═══ SOURCE RECORDS ═══

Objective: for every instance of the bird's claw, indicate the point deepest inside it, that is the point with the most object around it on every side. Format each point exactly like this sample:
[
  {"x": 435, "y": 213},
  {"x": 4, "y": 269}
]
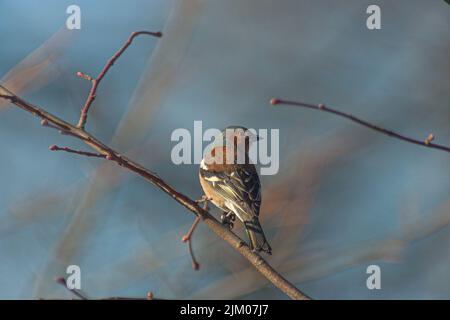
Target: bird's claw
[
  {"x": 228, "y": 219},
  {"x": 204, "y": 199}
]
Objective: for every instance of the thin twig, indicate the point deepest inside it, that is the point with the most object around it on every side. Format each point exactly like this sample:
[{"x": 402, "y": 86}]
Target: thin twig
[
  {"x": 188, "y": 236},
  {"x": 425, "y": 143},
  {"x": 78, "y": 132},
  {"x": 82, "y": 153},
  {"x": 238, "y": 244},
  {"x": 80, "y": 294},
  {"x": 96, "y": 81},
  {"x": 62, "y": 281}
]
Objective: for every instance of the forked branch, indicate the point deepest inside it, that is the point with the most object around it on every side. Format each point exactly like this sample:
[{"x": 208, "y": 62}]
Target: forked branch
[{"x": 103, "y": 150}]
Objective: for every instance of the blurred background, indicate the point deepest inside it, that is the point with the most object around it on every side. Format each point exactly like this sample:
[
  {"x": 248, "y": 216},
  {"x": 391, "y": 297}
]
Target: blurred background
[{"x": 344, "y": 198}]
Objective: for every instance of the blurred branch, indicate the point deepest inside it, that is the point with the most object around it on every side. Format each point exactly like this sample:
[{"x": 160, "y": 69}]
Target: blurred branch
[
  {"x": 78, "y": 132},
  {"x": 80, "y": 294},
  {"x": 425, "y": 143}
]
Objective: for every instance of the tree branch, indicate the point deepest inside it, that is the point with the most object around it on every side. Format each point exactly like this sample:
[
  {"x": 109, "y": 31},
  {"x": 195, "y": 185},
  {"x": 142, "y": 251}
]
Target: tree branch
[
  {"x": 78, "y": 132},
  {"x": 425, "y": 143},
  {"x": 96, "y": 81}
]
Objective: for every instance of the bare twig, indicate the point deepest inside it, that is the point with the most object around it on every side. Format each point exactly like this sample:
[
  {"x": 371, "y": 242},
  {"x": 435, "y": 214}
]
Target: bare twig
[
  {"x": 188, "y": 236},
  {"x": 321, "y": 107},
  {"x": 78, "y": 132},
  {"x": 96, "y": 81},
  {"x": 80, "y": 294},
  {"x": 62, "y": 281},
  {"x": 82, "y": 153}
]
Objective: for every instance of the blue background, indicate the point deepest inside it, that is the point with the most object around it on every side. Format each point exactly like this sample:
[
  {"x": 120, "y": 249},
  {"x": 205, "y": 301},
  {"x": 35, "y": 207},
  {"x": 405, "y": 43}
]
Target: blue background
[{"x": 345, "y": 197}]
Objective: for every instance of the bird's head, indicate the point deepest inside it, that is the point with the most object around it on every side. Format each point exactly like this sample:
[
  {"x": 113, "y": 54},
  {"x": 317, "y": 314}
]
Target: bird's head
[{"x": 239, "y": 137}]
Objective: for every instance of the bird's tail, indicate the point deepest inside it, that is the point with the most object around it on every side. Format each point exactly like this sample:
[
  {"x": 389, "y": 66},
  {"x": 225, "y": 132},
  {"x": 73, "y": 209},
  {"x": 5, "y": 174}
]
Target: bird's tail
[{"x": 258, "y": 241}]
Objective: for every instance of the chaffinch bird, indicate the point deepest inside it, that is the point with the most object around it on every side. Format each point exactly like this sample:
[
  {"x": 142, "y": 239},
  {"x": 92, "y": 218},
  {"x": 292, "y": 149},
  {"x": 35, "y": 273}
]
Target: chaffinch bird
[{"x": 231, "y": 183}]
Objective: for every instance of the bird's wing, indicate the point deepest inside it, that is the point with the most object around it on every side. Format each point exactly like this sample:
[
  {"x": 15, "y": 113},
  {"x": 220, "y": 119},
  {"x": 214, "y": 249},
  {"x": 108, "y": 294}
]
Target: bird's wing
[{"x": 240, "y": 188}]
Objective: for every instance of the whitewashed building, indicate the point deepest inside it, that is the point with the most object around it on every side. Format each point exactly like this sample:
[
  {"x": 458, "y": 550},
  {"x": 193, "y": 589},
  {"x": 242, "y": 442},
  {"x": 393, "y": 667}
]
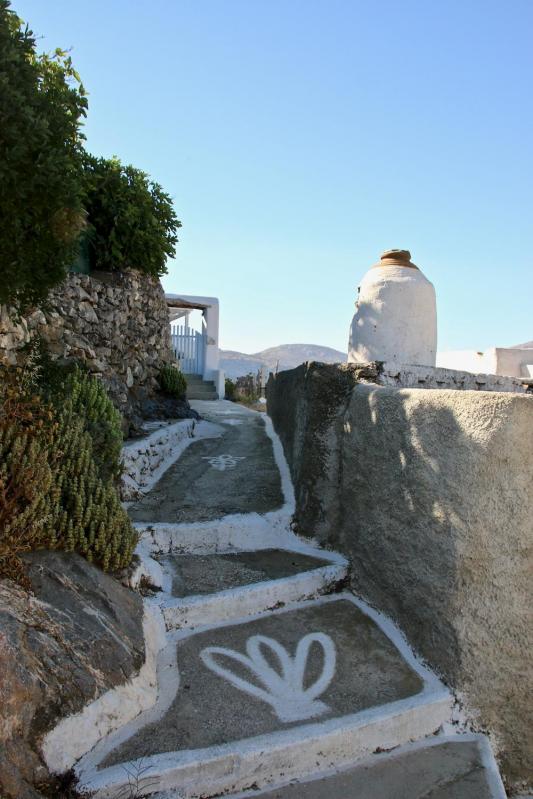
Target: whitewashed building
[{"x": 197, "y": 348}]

═══

Repeat all of the listing above word for word, and exclude the pictures.

__YOUR RESPONSE__.
Objective: for every instance of the bird's claw, indicate the point deepest inside it, that is the point with the most object around it on every side. Format each point exactly like this sample:
[
  {"x": 435, "y": 213},
  {"x": 4, "y": 269}
]
Target: bird's claw
[
  {"x": 228, "y": 219},
  {"x": 204, "y": 199}
]
Objective: for every instance of the thin twig, indicate the point deepest inside it, that is the point with the most object around it on every side. Format each point exactly like this sample:
[{"x": 402, "y": 86}]
Target: thin twig
[
  {"x": 188, "y": 236},
  {"x": 425, "y": 143},
  {"x": 78, "y": 132},
  {"x": 82, "y": 153},
  {"x": 238, "y": 244},
  {"x": 80, "y": 294},
  {"x": 96, "y": 81},
  {"x": 62, "y": 281}
]
Objective: for every instance of the forked branch, indicate the point deepest inside it, that is the point with the most object around it on every side. Format each point exactly like this sample:
[{"x": 208, "y": 62}]
Target: forked branch
[{"x": 103, "y": 150}]
Objective: for every instance of the blurred background, indicate the point deepest inside it, that is the point with the most object around it on every side. Format each point exactly like this sample:
[
  {"x": 248, "y": 216},
  {"x": 391, "y": 297}
]
Target: blurred background
[{"x": 344, "y": 198}]
Objective: for every instance of the blurred branch, indicate the point deepest inside it, that is the point with the most object around it on every side. Format each point exactly like this sample:
[{"x": 160, "y": 69}]
Target: blurred branch
[
  {"x": 78, "y": 132},
  {"x": 80, "y": 294},
  {"x": 425, "y": 143}
]
Objective: for every instance of the tree branch, indicate the point deepest inside it, that is the point with the most object around it on every side. Format each point exactly like this sample:
[
  {"x": 109, "y": 31},
  {"x": 195, "y": 185},
  {"x": 142, "y": 251}
]
Target: tree branch
[
  {"x": 78, "y": 132},
  {"x": 425, "y": 143},
  {"x": 96, "y": 81}
]
Objective: for every instance of the bare twig, indicate the point deepest inside it, that is the point with the most object around it on every side. Format each point exactly like this sample:
[
  {"x": 371, "y": 242},
  {"x": 435, "y": 214}
]
Target: bare twig
[
  {"x": 188, "y": 236},
  {"x": 321, "y": 107},
  {"x": 78, "y": 132},
  {"x": 96, "y": 81},
  {"x": 80, "y": 294},
  {"x": 62, "y": 281},
  {"x": 82, "y": 153}
]
Objective: for every instance of the blue background, indicate the point deepest inside it, that is the point with the most object around it on every side. Format each point exactly like this sample:
[
  {"x": 120, "y": 249},
  {"x": 205, "y": 301},
  {"x": 35, "y": 207},
  {"x": 405, "y": 43}
]
Target: blue background
[{"x": 345, "y": 197}]
Objective: for every instance of the bird's head, indicate the point deepest inside it, that is the point with the most object around it on every side. Format each point exactly like this sample:
[
  {"x": 113, "y": 54},
  {"x": 317, "y": 314}
]
Target: bird's head
[{"x": 239, "y": 137}]
Objective: for every instance of the bird's tail, indicate the point deepest inside it, that is the point with the most object around it on every side. Format each point exactly like this sample:
[
  {"x": 389, "y": 66},
  {"x": 225, "y": 132},
  {"x": 73, "y": 209},
  {"x": 5, "y": 174}
]
Target: bird's tail
[{"x": 258, "y": 241}]
Objective: for every instance of the chaffinch bird, indicate the point deepest inside it, that is the point with the most object around it on every side. Format each point exactly like this sample:
[
  {"x": 142, "y": 239},
  {"x": 92, "y": 218},
  {"x": 292, "y": 149},
  {"x": 35, "y": 273}
]
Target: chaffinch bird
[{"x": 231, "y": 183}]
Objective: for every instance of the bird's wing, indicate the point deepest inside it, that is the point with the most object around it on every side. Format each point exactly like this sample:
[
  {"x": 15, "y": 113},
  {"x": 220, "y": 119},
  {"x": 214, "y": 249},
  {"x": 108, "y": 294}
]
Target: bird's wing
[{"x": 240, "y": 188}]
Objective: for every instance of the whitewashed building, indicate the point deepest inside it, that is the point with the most object around it on every side. Format each point exactly like this sample:
[
  {"x": 458, "y": 550},
  {"x": 193, "y": 589},
  {"x": 242, "y": 442},
  {"x": 393, "y": 667}
]
Target: whitewashed building
[{"x": 197, "y": 348}]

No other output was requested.